### GIVEN PASSAGE:
Imam al-Ajurri was an Islamic scholar from 10th century (4th century AH). He came from Darb al-Ajurr in western Baghdad, after studying with many scholar in Iraq he moved to Mecca and start teaching there. He lived in Mecca for 30 years until he died there in 970 / 320 AH.[1] Al-Ajurri commonly known as Shafi'is scholar, while Ibn Abi Ya'la stated he is a Hanbalis.[2] Among his teacher is Al-Hafiz Abul Muslim Ibrahim bin Abdillah bin Muslim Al-Bashri Al-Kajji (d.292 H) and also Abu Bakr Abd-allah bin Sulayman bin Al-Ash’ath As-Sijistani (d.316 H) one of sheikh in Baghdad, the son of Imam Abu Dawud of Sunan Abu Dawud.[3] While one of his famous student is Abu Nu'aym al-Asbahani who transmitted hadith from him.

### SUPPLIED INFORMATION:
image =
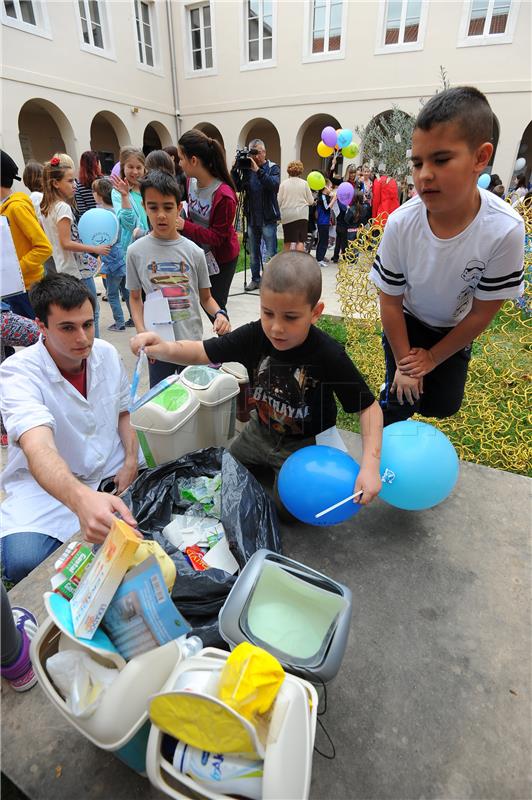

### WRITTEN TASK:
Could you carry on the biographical sketch of Imam al-Ajurri above, picking up after its final sentence?

### OUTPUT BELOW:
His Writings[edit]

Al-Ajurri wrote many books, even many of them were lost, some surviving work still published today. Some of his writing are:

Acknowledgment[edit]

Ibn Khallikan says:"He was Shafi'i jurist and a muhaddith, he is the author of famous book Al-Arba'in. He was a righteous and pious man." Al-Dhahabi says:" The Imam, the Muhaddith, he was the Imam of the grand Mosque in Makkah (Imam al-Haram); a truthful, charitable and a pious man, a man of exemplary character." As-Subki says: "(He is a) Jurist, muhaddith, have many works."

References[edit]

  1. ^ "Biografiya imama Abu bakra al-Adzhurri (um. 360)". Retrieved 15 March 2015.
  2. ^ Ibn Abi Ya'la, Tabaqat al-Hanabilah (pg. 332)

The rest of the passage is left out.